[WHAT TO WORK ON]:
1/ According to the passage on gender and occupations, which effect is similar to the Black Sheep effect but applies only to women?
2/ Write out the passage on gender and occupations word for word, starting at "Although men in" and ending at "is female dominated.".
3/ Write what comes next in the passage on gender and occupations, picking up after its final sentence.

Although women entering traditionally male professions face negative stereotypes suggesting that they are not "real" women, these stereotypes do not seem to deter women to the same degree that similar stereotypes may deter men from pursuing nontraditional professions. There is historical evidence that women flock to male-identified occupations once opportunities are available. On the other hand, examples of occupations changing from predominantly female to predominantly male are very rare in human history. The few existing cases—such as medicine—suggest that redefinition of the occupations as appropriately masculine is necessary before men will consider joining them.

Although men in female-dominated occupations may contend with negative stereotypes about their masculinity, they may also experience certain benefits. In 1992 it was suggested that women in male-dominated occupations tended to hit a glass ceiling; while men in female-dominated occupations may hit a "glass escalator". While the glass ceiling can make it difficult for women and minorities to reach the top of an occupation, the "glass escalator" allows men to excel in a profession that is female dominated.

Black Sheep effect

The Black Sheep effect occurs when individuals are likely to evaluate members of their in-group more favorably than members of their out-group when those members are highly qualified. However, when an individual's in-group members have average or below average qualities, they are likely to evaluate them much lower than out-group members with equivalent qualifications. This suggests that established women in STEM fields will be more likely than established men to help early career women who display sufficient qualifications. However, established women will be less likely than men to help early career women who display insufficient qualifications.

Queen Bee effect
The Queen Bee effect is similar to the Black Sheep effect but applies only to women. It explains why higher-status women, particularly in male-dominated professions, may actually be far less likely to help other women than their male colleagues might be. A 2004 study found that while doctoral students in a number of different disciplines did not exhibit any gender differences in work commitment or work satisfaction, faculty members at the same university believed that female students were less committed to their work than male students. What was particularly surprising was that these beliefs by faculty members were most strongly endorsed by female faculty members, rather than male faculty members. One potential explanation for this finding is that individual mobility for a member of a negatively stereotyped group is often accompanied by a social and psychological distancing of oneself from the group. This implies that successful women in traditionally male-dominated careers do not see their success as evidence that negative stereotypes about women's quantitative and analytical abilities are wrong, but rather as proof that they personally are exceptions to the rule. Thus, such women may actually play a role in perpetuating, rather than abolishing, these negative stereotypes.

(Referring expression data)
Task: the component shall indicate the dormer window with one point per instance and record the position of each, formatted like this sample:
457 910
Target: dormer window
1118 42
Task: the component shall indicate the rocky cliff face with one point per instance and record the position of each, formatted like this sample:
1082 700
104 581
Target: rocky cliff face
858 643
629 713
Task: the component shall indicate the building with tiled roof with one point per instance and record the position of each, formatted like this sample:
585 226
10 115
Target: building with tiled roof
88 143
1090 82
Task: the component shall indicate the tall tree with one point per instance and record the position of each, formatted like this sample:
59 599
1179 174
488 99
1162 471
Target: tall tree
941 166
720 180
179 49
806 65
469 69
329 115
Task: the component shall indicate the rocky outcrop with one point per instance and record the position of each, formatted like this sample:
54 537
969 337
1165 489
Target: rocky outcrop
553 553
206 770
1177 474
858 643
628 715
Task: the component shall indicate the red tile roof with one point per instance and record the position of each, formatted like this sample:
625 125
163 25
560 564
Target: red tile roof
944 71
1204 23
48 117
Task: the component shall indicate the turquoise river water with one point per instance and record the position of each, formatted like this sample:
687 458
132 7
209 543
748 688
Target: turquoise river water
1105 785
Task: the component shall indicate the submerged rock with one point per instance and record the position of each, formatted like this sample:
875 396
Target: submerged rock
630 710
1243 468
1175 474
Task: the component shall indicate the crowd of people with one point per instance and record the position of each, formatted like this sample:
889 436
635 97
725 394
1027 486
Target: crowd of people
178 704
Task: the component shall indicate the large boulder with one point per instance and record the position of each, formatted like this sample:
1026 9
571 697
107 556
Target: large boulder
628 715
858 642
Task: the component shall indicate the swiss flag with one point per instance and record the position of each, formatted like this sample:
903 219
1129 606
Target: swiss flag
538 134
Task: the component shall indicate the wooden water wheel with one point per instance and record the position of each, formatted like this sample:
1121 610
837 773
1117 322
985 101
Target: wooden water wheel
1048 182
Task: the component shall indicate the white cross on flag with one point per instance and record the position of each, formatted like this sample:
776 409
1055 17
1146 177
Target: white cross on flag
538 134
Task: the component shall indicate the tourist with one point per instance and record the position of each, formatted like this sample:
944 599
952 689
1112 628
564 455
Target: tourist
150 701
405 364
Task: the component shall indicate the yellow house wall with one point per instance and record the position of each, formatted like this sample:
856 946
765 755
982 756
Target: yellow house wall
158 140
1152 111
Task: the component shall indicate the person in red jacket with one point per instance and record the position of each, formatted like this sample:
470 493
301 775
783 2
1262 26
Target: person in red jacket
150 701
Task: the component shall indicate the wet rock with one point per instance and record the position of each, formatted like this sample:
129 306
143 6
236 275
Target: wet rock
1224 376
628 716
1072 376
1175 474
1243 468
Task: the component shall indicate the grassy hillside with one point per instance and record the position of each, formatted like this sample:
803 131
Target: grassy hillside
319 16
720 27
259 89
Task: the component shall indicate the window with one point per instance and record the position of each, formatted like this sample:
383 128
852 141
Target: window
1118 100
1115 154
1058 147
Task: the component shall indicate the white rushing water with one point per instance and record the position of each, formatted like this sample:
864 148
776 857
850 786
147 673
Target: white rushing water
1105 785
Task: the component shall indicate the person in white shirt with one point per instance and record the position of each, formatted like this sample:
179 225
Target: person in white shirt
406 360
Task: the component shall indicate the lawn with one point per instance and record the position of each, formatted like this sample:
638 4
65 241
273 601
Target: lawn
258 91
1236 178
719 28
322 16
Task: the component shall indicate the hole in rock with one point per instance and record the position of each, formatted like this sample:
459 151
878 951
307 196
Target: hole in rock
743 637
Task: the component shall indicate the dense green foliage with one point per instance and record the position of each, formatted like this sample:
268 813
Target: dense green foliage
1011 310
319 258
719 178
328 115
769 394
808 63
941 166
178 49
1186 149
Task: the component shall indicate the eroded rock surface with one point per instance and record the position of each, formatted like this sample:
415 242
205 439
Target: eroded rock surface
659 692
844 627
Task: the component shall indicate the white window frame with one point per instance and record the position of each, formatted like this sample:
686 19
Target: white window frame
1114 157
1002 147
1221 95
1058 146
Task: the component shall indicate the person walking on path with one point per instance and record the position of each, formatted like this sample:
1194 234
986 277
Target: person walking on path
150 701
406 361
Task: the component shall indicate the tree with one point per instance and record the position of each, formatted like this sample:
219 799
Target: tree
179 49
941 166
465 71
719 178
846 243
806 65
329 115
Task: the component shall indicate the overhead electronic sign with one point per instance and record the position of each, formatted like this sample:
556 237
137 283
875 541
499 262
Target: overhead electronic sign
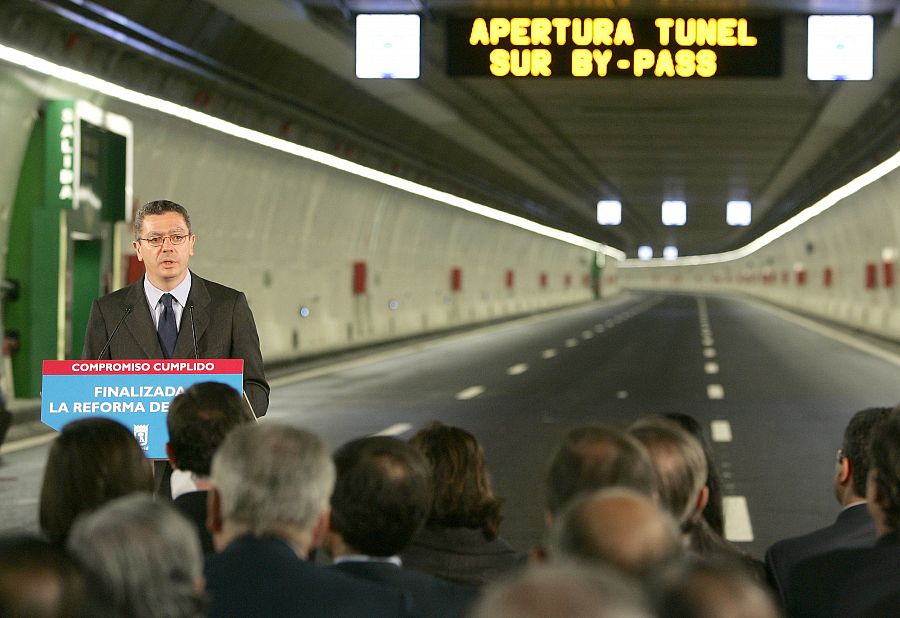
601 47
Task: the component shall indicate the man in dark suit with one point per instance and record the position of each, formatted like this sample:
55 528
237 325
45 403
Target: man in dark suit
268 508
854 526
198 421
381 498
173 313
864 581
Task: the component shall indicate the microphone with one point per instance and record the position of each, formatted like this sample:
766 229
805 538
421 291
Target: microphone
128 310
193 332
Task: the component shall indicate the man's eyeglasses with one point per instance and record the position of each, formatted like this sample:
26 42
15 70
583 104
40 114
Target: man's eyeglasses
158 241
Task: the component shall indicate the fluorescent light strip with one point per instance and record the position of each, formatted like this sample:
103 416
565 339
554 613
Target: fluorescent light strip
78 78
858 183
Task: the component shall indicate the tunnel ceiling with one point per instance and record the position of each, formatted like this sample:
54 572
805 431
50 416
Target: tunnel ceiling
547 149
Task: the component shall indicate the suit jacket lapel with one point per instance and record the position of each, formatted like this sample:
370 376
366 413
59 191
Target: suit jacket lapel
198 298
141 328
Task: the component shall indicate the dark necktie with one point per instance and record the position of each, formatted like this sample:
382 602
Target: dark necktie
167 329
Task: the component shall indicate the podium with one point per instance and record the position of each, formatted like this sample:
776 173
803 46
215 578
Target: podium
135 393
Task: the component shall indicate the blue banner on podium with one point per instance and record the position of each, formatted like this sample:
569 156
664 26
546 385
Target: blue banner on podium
135 393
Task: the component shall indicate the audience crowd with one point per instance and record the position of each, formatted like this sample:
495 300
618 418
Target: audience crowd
263 521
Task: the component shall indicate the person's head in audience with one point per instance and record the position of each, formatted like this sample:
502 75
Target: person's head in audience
462 492
90 462
38 579
563 591
271 480
852 465
594 457
680 467
198 420
714 512
146 554
381 498
702 588
883 483
618 527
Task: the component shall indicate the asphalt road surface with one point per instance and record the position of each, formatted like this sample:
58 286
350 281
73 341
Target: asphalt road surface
775 391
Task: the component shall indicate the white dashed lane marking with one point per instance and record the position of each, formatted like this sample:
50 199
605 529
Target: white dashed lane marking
737 519
517 369
395 430
720 430
469 393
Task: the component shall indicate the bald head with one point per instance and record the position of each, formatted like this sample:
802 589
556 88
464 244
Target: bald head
715 589
563 591
619 527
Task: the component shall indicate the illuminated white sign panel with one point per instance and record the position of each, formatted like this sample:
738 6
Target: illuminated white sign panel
609 212
387 46
674 212
738 212
840 47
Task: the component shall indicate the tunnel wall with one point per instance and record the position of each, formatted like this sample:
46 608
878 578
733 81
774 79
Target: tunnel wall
362 261
840 265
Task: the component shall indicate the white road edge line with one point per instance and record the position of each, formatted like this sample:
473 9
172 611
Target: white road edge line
737 519
394 430
469 393
720 430
832 333
513 323
517 369
715 391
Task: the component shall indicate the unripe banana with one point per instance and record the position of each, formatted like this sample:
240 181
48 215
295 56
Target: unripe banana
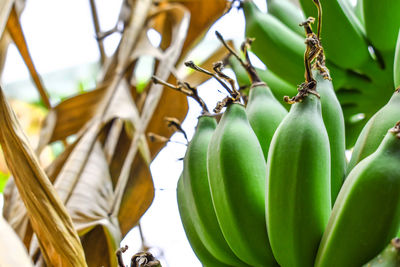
382 23
332 115
199 195
375 129
280 48
389 257
342 34
279 87
236 171
265 114
288 13
366 214
298 200
189 221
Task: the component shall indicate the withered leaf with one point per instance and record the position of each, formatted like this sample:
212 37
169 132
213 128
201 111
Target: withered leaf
46 212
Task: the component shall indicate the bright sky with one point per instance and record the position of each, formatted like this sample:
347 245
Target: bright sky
60 35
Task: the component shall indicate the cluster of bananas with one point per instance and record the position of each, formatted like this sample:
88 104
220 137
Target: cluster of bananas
359 43
265 186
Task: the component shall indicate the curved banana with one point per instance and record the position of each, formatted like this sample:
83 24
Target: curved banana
298 184
198 191
278 86
389 257
396 67
189 221
332 115
374 131
382 23
342 34
281 49
366 214
236 171
288 13
265 114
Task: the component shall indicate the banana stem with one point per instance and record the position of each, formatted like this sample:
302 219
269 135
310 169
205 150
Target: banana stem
318 4
193 66
176 125
118 254
251 71
186 89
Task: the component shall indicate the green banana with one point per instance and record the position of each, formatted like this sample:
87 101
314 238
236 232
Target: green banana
265 114
382 23
288 13
198 191
366 214
279 87
389 257
396 67
349 49
334 122
236 171
375 129
298 199
189 221
281 49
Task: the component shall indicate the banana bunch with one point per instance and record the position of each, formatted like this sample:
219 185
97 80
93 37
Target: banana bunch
360 43
265 186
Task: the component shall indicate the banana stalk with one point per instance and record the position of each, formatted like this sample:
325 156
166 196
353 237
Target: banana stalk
276 45
349 49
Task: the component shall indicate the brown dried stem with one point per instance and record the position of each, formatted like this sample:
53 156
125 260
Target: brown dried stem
193 66
97 30
186 89
251 71
118 253
144 259
176 125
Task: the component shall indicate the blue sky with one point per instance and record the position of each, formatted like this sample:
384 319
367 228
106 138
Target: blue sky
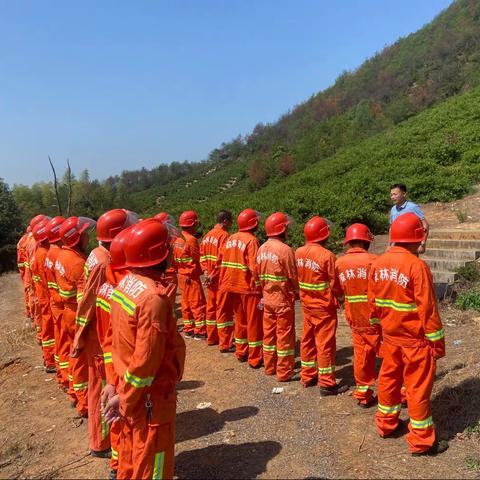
117 85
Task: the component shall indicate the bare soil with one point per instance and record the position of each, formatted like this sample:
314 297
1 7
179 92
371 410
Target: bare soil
244 430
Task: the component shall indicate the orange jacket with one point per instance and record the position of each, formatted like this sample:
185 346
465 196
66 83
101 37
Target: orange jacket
402 299
104 327
38 274
186 256
212 243
50 261
353 270
148 352
21 254
68 271
93 277
277 273
319 286
238 264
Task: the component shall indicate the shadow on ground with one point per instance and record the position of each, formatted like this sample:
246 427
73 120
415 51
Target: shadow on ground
457 408
246 460
198 423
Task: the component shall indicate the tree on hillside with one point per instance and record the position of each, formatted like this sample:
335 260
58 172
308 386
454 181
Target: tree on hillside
10 228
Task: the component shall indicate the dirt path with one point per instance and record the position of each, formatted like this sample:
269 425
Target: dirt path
246 431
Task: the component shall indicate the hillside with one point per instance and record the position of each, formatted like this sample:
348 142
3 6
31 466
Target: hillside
336 153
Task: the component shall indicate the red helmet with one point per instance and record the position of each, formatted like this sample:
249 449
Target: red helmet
165 217
40 231
276 224
407 228
316 229
72 229
358 231
53 229
113 222
117 249
188 219
247 220
37 219
148 244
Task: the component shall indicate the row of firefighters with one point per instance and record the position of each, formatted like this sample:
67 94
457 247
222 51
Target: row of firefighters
107 327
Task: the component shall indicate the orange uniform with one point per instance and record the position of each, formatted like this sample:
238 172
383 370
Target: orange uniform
402 299
68 271
240 294
353 271
210 248
186 261
278 276
21 260
148 357
105 367
86 331
319 290
43 312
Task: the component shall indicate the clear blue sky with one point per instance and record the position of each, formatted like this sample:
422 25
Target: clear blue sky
115 85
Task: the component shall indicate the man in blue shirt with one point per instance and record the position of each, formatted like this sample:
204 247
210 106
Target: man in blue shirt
401 205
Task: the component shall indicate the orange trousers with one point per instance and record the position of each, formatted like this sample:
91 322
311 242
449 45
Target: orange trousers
414 367
318 347
193 305
77 367
224 315
98 430
211 315
147 445
248 325
365 346
279 341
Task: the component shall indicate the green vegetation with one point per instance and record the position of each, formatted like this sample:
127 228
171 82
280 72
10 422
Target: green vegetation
410 113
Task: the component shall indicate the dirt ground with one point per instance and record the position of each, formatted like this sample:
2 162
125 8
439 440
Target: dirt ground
245 431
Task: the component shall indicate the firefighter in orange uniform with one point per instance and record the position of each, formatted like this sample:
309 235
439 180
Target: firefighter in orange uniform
86 345
56 307
353 271
210 247
278 276
114 272
240 292
148 357
186 255
320 292
75 234
402 300
43 312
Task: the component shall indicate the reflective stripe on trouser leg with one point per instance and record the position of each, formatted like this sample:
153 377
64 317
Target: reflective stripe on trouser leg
254 328
325 327
285 320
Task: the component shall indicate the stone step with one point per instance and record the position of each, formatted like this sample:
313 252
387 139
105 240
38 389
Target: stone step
440 277
452 244
442 264
455 234
467 255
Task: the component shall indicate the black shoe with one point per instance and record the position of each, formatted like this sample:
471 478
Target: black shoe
438 447
336 390
228 350
101 453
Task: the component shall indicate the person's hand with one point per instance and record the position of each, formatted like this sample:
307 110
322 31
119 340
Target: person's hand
107 393
111 411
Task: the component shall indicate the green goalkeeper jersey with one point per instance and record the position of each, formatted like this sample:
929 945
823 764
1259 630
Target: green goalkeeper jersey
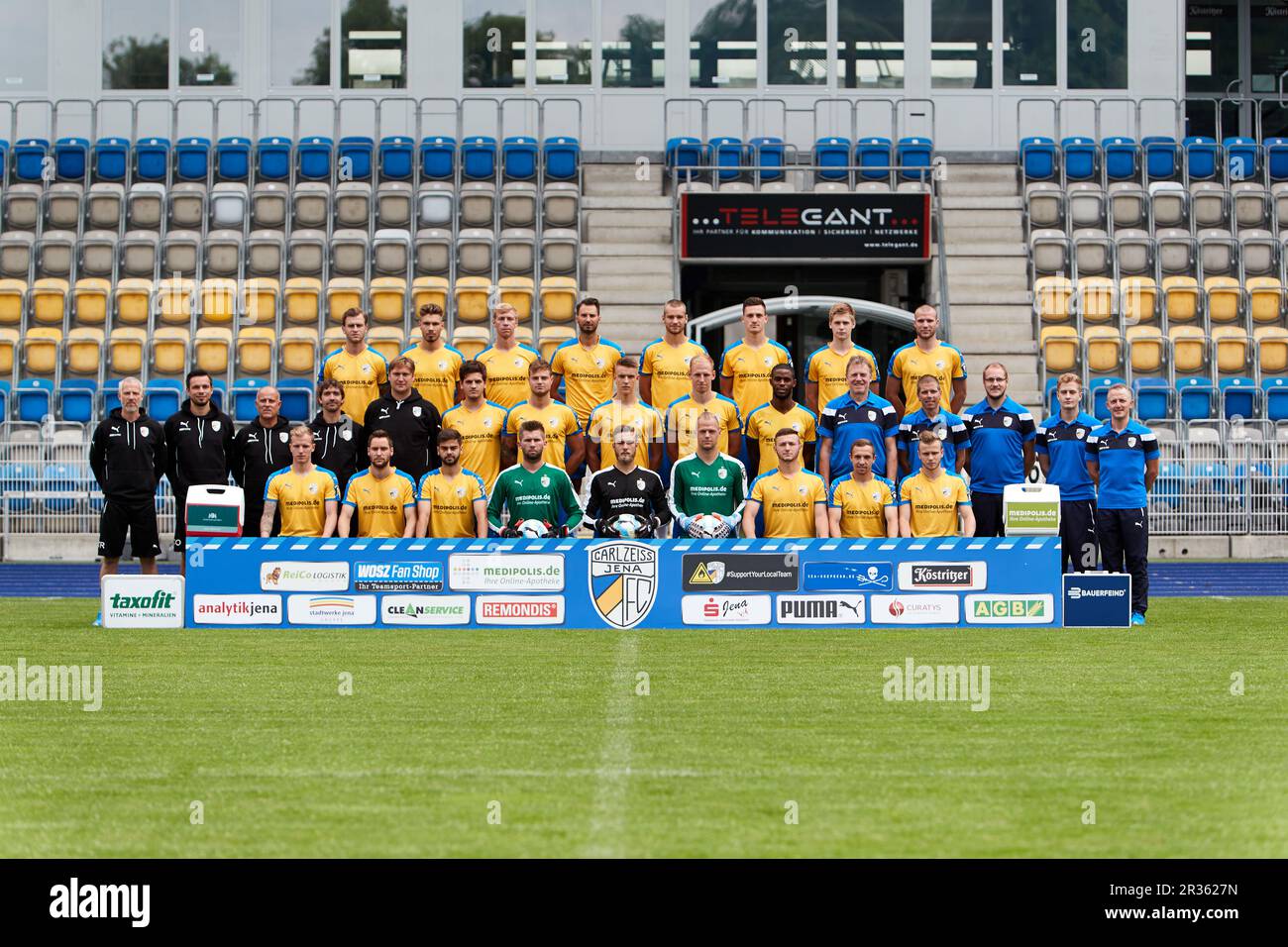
698 487
544 493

[ANSWERS FOR THE TASKS]:
1/ The Queen Bee effect.

2/
Although men in female-dominated occupations may contend with negative stereotypes about their masculinity, they may also experience certain benefits. In 1992 it was suggested that women in male-dominated occupations tended to hit a glass ceiling; while men in female-dominated occupations may hit a "glass escalator". While the glass ceiling can make it difficult for women and minorities to reach the top of an occupation, the "glass escalator" allows men to excel in a profession that is female dominated.

3/
Mentorship
In STEM fields, the support and encouragement of a mentor can make a lot of difference in women's decisions of whether or not to continue pursuing a career in their discipline. This may be particularly true for younger individuals who may face many obstacles early on in their careers. Since these younger individuals often look to those who are more established in their discipline for help and guidance, the responsiveness and helpfulness of potential mentors is incredibly important.
There are many emerging mentorship programs. However, many women experience harassment from their mentors which can cause them to be unable to finish the program among many other issues.

A 2020 study surveyed women who are working in STEM field and live in the U.S, Northeast, and Eastern Canada. Most women reported  that finding a mentor at their workplace was complex, and only a third of the women had some sort of mentor, formal or informal. During their time in school , half of the participants were able find a professor to be their mentor. They added that mentorship helped them complete their degree and guided them from the educational sphere to the workplace. The majority of the women agreed that mentorship is a crucial resource, and many want to be involved in mentorship, but there are not enough resources or opportunities in their work environment.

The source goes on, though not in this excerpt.